◆ **Your instructions**: Pull out every line in the material below that contains the string "tuba". Case counts, so copy only lines where it appears with the same capitalization.
----- Material provided -----
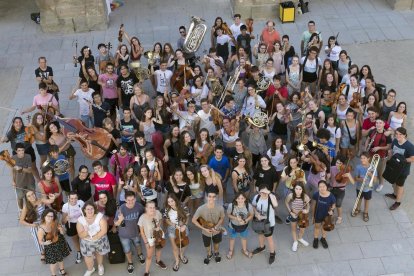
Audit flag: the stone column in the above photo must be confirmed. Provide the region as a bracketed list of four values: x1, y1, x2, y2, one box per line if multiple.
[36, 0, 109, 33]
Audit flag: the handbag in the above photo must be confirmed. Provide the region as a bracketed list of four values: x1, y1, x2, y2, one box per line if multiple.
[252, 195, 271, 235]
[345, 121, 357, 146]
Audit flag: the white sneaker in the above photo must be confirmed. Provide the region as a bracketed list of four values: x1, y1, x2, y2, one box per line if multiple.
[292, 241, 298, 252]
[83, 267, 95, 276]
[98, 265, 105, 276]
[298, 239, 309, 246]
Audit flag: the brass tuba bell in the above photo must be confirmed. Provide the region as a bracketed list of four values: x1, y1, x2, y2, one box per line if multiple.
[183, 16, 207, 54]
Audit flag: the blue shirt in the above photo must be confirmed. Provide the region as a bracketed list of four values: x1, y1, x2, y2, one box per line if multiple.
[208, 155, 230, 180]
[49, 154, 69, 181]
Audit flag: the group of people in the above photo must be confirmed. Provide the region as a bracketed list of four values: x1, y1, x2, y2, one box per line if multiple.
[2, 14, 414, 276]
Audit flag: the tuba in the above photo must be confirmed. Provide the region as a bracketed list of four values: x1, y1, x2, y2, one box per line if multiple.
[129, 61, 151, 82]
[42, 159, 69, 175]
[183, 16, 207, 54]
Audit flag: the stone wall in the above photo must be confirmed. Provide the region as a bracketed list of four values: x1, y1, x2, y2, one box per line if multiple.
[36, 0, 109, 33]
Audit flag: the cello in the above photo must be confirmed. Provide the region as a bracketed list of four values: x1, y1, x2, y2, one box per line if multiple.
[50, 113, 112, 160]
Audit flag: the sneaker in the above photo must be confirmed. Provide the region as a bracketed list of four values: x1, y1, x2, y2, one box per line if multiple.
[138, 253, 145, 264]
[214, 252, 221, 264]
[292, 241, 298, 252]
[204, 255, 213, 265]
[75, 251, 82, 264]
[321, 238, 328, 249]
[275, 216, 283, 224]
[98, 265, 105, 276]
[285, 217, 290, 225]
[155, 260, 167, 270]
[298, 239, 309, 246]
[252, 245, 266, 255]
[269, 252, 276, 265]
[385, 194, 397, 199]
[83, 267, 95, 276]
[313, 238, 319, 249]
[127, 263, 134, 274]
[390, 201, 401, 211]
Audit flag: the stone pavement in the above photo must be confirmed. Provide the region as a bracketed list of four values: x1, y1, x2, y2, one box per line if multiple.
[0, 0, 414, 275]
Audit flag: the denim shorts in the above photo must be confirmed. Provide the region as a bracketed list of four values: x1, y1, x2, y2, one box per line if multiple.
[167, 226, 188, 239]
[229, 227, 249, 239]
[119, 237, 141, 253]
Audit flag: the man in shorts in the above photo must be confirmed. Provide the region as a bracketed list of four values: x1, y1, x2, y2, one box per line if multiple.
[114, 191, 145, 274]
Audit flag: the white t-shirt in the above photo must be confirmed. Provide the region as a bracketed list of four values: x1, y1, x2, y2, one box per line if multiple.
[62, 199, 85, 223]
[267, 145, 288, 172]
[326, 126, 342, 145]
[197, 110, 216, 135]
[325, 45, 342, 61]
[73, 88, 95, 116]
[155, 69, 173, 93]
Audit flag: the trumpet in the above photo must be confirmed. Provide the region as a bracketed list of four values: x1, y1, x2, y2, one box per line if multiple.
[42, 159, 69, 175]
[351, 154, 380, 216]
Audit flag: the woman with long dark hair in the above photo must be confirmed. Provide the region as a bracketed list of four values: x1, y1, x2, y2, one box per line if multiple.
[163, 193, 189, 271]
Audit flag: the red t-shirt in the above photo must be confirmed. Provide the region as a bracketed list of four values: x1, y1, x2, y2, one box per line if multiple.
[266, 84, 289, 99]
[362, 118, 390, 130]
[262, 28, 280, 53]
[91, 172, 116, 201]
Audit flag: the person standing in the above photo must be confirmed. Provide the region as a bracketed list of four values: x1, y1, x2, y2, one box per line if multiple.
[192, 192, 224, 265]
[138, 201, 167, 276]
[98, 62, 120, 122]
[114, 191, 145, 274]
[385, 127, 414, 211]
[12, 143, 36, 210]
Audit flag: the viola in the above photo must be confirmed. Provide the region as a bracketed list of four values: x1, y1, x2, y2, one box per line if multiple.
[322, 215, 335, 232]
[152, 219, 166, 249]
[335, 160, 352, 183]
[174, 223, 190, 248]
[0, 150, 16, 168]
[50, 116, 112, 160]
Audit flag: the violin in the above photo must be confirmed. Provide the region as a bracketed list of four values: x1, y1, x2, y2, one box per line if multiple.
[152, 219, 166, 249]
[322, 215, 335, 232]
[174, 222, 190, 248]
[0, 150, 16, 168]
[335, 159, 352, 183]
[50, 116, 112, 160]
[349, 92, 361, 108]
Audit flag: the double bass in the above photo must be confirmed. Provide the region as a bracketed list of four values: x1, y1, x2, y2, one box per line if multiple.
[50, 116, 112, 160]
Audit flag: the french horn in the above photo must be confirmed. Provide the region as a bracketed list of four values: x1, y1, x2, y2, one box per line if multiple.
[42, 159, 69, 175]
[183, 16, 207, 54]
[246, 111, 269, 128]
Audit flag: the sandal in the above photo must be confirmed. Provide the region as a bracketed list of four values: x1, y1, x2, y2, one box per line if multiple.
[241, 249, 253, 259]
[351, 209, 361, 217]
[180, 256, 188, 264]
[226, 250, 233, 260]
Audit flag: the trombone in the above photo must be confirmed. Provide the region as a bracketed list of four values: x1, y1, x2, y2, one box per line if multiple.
-----
----- Material provided -----
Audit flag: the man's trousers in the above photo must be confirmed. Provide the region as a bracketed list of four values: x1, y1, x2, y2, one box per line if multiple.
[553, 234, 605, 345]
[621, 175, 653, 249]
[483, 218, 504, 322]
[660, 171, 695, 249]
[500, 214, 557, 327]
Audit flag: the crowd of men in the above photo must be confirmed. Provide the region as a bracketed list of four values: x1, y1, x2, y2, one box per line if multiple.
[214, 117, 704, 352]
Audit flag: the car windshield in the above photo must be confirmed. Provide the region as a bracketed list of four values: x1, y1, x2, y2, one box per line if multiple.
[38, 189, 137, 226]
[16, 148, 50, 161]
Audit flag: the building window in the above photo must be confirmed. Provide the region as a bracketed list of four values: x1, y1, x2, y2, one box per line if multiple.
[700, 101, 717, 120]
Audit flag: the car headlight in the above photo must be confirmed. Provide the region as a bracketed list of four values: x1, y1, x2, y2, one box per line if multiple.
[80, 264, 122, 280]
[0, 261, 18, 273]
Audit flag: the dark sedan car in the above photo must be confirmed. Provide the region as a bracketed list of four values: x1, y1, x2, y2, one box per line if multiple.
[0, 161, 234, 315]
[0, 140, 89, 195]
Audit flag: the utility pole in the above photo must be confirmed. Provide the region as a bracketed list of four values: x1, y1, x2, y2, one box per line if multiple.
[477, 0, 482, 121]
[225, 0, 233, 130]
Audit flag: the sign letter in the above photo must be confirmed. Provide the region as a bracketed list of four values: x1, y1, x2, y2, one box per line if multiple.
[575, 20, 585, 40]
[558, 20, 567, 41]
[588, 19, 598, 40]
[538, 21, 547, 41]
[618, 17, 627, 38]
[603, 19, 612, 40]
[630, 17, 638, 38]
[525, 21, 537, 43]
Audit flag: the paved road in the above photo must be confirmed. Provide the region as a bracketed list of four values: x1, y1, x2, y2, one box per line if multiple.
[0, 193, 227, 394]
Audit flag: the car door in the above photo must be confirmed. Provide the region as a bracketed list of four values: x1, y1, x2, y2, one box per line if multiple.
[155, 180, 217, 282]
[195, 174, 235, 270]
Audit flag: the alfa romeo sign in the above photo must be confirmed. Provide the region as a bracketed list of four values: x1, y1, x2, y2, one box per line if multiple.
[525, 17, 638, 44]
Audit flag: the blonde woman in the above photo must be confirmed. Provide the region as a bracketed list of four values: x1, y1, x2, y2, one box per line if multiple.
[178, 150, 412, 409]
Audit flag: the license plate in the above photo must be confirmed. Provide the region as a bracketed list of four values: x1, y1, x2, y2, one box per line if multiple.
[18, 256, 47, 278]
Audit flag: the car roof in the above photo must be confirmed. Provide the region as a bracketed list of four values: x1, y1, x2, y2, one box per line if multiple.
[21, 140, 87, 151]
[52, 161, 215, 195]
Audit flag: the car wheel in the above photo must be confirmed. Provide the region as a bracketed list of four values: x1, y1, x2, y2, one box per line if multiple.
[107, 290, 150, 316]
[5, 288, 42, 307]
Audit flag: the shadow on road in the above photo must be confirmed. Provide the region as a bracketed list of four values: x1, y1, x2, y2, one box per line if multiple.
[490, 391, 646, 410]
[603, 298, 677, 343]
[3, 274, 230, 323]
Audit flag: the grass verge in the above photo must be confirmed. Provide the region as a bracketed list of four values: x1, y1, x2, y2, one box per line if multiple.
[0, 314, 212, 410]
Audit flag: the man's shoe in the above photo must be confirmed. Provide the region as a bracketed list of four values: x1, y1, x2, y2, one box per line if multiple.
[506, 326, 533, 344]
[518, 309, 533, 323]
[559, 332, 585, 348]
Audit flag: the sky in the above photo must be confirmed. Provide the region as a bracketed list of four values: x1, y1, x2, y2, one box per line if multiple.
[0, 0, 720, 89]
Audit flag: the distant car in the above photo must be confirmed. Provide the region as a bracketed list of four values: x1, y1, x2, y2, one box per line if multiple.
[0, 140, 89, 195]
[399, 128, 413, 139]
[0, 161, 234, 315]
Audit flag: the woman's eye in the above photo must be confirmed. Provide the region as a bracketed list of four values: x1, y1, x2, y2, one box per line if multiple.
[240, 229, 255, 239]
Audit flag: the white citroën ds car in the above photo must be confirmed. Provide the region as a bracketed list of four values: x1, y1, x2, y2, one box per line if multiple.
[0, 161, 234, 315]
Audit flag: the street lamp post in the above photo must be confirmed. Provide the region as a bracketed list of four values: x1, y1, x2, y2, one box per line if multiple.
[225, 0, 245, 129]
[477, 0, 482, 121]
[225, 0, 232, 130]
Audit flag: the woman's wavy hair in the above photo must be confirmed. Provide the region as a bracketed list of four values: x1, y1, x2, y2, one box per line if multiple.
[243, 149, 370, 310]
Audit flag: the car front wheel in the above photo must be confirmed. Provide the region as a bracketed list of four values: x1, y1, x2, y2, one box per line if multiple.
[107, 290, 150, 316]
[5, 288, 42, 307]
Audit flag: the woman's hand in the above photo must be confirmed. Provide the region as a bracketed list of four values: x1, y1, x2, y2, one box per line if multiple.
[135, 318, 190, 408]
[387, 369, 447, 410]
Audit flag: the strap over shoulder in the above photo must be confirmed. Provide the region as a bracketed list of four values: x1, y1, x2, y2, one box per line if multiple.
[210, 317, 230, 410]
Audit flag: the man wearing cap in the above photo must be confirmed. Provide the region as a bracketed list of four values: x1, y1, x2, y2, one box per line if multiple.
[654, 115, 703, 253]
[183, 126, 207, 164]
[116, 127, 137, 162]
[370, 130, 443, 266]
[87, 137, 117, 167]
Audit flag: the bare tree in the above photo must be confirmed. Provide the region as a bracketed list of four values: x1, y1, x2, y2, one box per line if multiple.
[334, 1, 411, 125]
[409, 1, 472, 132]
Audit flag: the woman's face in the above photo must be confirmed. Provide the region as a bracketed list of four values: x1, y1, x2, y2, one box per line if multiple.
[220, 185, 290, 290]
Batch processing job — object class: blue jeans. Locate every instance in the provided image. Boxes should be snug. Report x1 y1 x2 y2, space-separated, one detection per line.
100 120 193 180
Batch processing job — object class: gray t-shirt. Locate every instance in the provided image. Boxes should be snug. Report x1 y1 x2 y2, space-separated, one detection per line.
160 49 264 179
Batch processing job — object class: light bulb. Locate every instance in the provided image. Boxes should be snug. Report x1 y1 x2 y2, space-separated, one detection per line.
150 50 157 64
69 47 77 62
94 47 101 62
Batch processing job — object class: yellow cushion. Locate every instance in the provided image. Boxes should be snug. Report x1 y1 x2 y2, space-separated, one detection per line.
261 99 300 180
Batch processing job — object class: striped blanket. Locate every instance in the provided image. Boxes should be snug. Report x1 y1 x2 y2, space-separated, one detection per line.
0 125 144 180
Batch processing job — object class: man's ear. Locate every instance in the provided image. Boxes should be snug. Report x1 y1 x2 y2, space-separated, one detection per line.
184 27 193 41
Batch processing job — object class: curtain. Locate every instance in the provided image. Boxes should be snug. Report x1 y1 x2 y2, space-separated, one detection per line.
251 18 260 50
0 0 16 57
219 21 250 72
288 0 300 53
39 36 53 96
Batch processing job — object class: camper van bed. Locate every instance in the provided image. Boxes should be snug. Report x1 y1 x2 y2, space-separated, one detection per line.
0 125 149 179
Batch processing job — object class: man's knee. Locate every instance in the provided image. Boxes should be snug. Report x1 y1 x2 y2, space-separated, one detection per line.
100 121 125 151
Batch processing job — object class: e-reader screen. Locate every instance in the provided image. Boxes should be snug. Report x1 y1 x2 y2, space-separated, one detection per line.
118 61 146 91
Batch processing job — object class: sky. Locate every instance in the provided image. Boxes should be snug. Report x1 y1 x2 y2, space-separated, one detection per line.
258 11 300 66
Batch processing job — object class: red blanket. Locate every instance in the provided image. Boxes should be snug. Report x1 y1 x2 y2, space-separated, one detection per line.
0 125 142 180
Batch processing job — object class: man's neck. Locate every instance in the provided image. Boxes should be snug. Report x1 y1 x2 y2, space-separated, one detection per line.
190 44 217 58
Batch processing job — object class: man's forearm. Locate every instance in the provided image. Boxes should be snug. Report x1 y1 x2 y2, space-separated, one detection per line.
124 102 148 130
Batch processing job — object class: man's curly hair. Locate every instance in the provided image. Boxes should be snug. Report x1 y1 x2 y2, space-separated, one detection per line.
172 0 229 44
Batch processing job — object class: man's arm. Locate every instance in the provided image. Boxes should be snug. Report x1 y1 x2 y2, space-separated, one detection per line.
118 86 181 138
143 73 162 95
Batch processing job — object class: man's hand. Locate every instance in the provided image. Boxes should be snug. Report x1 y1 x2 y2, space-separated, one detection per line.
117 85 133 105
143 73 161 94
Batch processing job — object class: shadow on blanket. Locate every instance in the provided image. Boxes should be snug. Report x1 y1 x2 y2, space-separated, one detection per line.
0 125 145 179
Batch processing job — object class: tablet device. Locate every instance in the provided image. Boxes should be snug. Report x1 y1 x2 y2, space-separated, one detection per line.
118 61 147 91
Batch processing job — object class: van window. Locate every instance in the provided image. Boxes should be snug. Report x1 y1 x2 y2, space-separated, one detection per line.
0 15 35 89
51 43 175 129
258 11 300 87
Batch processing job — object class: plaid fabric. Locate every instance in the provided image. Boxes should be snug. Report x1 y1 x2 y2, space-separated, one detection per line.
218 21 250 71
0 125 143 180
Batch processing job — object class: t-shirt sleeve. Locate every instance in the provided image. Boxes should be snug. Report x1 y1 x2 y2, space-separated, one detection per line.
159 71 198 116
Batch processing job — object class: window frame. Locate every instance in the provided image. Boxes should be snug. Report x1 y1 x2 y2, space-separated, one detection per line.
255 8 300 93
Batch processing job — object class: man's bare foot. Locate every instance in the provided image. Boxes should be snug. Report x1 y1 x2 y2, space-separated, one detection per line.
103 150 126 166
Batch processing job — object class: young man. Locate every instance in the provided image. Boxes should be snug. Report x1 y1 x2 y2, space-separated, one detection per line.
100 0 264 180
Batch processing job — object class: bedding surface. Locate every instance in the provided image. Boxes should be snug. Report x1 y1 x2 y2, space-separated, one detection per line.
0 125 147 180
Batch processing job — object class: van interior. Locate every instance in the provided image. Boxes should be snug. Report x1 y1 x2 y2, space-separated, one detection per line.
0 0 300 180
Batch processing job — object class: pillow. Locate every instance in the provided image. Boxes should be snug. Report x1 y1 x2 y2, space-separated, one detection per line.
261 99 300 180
-----
----- Material provided -----
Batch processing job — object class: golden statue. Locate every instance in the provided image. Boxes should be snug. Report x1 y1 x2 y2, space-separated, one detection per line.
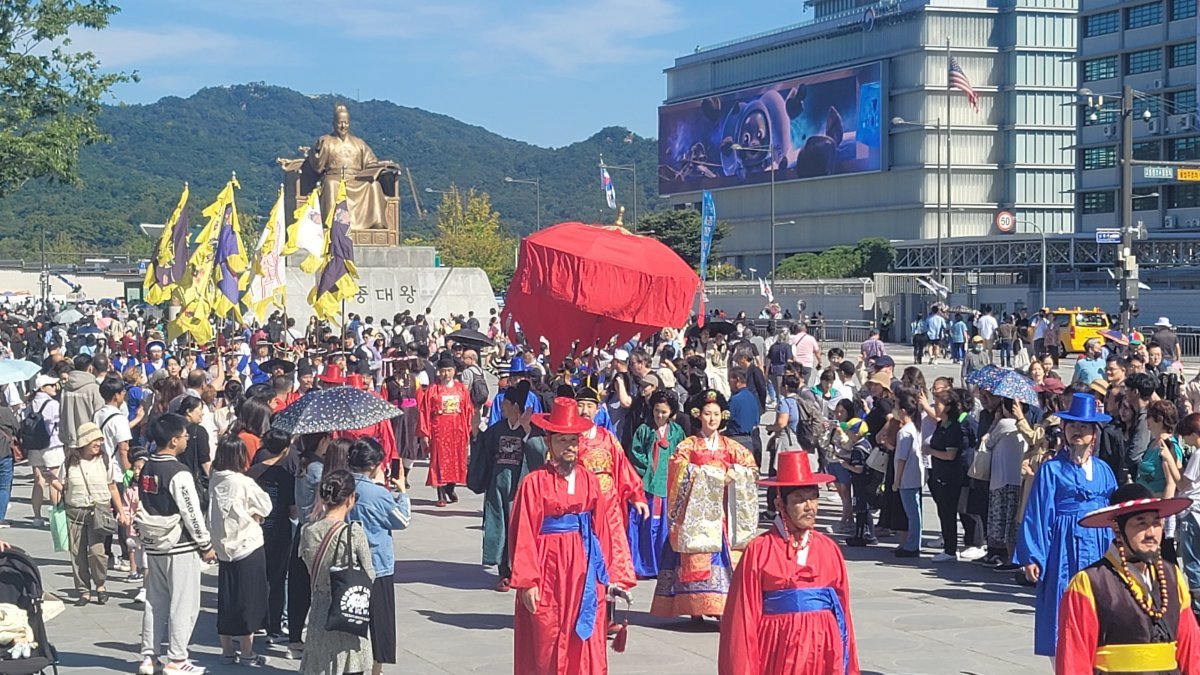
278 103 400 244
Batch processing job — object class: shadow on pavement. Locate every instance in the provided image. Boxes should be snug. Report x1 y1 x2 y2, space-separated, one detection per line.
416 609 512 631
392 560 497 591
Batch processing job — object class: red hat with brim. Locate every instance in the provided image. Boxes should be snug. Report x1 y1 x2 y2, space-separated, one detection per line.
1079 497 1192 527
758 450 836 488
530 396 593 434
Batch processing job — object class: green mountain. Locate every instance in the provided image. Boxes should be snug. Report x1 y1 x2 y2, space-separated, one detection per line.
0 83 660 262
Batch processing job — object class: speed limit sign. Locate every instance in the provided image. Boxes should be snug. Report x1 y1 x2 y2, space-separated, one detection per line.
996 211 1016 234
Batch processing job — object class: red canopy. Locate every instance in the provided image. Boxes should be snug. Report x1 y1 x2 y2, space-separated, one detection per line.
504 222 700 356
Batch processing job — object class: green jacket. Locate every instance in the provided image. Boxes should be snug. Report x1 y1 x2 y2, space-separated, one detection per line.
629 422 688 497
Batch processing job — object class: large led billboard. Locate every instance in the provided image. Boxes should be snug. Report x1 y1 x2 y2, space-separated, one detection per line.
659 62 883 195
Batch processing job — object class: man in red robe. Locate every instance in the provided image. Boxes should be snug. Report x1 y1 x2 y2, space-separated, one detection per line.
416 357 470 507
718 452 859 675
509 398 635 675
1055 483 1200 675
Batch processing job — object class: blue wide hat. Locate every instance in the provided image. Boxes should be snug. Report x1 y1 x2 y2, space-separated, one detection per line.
-----
◆ **Response to this exercise**:
Audit flag: the brass tuba bell in the above photo must be confirmed. Provide the region as a bracketed list of four values: x1, y1, x2, y2, one box per line if multiple.
Audit flag: the tuba in the above photo must be confirmed. Provide the region as a bracketed list of four values: x1, y1, x2, y2, one box per line if multiple.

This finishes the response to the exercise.